Show every line from the rows below that contains the word "green".

========================================================================

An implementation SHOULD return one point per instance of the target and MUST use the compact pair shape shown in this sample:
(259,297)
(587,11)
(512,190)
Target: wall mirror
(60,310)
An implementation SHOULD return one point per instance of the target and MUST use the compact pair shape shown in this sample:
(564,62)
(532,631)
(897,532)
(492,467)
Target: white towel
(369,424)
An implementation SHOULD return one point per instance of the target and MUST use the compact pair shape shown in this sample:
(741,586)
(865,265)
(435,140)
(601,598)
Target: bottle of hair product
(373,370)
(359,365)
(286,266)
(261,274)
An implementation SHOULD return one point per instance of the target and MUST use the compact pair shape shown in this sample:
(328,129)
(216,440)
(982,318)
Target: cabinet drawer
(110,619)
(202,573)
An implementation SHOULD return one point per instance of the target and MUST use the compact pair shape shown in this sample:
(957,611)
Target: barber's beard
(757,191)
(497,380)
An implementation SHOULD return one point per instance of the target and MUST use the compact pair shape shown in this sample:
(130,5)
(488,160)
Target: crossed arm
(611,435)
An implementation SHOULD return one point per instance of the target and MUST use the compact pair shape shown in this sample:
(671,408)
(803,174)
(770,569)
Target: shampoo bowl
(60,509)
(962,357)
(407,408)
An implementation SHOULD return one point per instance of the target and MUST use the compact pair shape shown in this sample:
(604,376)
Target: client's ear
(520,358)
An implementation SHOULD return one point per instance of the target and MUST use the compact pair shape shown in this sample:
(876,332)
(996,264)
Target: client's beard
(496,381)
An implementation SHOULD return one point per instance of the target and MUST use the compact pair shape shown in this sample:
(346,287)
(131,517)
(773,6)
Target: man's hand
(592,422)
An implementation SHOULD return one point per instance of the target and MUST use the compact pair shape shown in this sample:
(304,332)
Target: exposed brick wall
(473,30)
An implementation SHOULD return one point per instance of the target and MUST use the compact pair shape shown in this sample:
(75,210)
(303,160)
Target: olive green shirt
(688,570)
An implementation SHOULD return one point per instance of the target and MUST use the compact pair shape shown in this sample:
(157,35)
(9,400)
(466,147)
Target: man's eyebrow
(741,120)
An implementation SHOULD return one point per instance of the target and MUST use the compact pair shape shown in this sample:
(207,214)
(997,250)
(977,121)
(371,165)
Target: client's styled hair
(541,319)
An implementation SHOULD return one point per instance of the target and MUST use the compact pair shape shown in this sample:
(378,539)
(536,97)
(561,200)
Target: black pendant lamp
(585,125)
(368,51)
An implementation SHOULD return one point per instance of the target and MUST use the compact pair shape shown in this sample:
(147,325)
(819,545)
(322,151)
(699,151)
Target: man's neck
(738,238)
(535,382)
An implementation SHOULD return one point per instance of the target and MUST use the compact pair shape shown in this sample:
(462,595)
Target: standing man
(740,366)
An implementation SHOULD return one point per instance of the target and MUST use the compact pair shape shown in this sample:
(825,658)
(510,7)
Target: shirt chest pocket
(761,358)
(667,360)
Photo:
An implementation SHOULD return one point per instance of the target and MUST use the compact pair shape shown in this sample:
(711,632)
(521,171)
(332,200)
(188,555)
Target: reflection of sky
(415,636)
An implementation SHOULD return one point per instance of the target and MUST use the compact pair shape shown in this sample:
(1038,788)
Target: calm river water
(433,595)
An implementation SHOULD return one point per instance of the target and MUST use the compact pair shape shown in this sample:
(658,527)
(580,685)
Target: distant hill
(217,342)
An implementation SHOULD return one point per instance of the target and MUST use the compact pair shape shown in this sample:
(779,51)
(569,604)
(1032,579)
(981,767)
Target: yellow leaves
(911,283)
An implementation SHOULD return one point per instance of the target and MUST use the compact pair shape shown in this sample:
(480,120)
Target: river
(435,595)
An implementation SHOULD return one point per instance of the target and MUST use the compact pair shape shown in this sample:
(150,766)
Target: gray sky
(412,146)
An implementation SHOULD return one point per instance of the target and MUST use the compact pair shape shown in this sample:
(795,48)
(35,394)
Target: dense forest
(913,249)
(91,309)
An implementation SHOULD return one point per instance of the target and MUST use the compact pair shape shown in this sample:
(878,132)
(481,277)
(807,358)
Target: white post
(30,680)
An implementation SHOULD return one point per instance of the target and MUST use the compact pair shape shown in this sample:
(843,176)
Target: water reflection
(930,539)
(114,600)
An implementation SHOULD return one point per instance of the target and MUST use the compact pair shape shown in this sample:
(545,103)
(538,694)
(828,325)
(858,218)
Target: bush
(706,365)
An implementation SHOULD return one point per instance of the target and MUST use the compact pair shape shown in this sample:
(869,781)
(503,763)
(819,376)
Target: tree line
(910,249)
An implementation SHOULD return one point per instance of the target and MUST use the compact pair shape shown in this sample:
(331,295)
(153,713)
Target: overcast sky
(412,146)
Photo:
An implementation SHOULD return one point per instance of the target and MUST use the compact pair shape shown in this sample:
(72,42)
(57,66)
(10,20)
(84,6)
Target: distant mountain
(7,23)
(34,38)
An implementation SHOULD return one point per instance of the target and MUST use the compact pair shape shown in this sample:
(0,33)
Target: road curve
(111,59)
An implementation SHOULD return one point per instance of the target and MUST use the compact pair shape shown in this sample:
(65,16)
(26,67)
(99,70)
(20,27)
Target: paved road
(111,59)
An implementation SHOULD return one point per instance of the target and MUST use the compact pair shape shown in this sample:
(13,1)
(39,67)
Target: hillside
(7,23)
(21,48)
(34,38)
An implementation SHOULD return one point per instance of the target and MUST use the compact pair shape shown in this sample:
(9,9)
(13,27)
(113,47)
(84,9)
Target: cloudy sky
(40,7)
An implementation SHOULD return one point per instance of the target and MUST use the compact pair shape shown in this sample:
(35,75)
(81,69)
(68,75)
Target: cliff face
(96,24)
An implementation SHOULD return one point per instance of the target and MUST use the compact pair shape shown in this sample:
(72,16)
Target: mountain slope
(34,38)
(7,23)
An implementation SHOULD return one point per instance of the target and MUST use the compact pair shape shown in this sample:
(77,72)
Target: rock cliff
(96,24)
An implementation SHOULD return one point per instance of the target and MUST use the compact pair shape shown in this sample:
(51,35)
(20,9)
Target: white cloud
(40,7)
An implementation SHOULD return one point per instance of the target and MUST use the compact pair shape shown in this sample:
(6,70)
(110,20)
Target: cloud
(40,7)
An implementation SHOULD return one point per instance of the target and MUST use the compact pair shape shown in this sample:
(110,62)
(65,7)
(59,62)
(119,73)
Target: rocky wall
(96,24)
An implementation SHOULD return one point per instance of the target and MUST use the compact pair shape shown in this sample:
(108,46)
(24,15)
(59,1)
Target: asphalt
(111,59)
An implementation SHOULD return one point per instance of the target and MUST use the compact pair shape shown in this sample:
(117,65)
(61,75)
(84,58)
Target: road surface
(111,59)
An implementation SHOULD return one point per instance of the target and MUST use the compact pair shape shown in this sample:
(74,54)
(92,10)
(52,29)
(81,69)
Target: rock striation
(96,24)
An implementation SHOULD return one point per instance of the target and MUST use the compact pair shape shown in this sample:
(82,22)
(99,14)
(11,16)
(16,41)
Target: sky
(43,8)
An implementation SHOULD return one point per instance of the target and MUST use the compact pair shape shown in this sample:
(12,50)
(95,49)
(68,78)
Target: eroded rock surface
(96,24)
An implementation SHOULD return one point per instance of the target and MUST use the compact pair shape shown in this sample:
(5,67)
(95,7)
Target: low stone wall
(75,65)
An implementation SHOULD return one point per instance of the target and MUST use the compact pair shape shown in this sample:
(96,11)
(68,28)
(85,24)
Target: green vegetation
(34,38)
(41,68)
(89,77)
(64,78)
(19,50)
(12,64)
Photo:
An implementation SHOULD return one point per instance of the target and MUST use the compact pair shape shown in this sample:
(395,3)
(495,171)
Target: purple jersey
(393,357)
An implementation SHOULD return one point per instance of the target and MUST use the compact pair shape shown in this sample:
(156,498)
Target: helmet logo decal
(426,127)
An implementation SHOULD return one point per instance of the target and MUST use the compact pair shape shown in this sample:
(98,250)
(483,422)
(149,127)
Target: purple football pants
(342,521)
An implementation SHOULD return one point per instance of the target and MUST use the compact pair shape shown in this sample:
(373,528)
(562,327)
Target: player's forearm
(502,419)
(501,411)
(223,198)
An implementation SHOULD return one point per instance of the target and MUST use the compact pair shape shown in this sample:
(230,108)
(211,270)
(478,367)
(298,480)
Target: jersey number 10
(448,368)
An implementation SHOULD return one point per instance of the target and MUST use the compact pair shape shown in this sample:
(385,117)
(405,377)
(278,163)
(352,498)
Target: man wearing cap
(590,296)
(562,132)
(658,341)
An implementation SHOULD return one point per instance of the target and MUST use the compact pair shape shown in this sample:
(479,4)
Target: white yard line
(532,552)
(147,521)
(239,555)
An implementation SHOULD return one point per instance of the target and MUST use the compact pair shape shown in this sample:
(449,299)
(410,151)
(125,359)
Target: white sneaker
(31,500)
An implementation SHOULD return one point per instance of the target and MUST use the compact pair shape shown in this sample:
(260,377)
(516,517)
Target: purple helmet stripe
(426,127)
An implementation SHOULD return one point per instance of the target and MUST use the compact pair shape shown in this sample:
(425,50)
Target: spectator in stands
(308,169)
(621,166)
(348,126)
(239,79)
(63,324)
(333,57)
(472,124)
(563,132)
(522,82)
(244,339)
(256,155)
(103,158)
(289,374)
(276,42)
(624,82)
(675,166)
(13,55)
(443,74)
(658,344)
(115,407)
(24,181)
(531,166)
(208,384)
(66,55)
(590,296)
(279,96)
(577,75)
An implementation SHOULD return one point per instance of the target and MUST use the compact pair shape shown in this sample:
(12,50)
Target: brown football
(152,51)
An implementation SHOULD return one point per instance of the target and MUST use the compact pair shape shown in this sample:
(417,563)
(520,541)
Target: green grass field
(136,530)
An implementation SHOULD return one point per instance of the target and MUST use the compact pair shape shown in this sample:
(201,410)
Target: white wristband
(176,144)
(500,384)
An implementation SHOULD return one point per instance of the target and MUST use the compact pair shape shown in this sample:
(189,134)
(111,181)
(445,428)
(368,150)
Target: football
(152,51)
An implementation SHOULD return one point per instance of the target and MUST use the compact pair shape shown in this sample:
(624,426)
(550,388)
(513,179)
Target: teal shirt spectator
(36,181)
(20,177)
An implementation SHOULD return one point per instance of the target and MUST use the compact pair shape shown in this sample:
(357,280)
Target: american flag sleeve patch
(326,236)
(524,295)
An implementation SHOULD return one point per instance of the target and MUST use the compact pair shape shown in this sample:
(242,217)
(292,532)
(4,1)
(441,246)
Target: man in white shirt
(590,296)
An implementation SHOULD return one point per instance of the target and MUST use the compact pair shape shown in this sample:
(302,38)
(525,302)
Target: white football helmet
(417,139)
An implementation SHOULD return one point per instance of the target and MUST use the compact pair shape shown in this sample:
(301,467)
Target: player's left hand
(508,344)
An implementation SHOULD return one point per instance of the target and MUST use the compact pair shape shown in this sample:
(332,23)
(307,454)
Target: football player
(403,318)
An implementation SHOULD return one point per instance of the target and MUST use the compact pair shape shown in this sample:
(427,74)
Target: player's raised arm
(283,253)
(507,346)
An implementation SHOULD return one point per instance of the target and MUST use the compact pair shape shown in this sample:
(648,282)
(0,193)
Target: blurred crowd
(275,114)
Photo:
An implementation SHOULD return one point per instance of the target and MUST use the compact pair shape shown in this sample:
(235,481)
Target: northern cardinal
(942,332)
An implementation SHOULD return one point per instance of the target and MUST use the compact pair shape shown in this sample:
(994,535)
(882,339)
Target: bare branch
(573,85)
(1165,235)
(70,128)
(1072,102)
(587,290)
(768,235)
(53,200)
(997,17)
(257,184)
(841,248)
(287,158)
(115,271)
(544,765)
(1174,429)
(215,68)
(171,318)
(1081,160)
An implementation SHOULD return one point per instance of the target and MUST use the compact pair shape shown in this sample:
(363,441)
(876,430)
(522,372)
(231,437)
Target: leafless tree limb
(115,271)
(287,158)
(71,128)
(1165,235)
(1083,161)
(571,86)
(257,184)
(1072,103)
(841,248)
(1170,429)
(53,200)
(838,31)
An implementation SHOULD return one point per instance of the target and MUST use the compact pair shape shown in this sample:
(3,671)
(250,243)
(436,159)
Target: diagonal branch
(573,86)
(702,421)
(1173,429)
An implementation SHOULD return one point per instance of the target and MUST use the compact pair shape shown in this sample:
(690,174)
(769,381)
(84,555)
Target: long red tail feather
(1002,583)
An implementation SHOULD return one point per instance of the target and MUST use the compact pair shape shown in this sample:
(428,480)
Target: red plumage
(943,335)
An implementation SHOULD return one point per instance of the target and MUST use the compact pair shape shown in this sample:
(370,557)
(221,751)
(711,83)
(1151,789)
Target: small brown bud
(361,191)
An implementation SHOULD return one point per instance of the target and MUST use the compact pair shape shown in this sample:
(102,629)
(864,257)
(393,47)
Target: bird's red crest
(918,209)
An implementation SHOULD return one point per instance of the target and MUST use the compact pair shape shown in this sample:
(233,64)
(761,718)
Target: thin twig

========================================================================

# COMPLETE ANSWER
Target: olive green shirt
Target: green vegetation
Target: green grass field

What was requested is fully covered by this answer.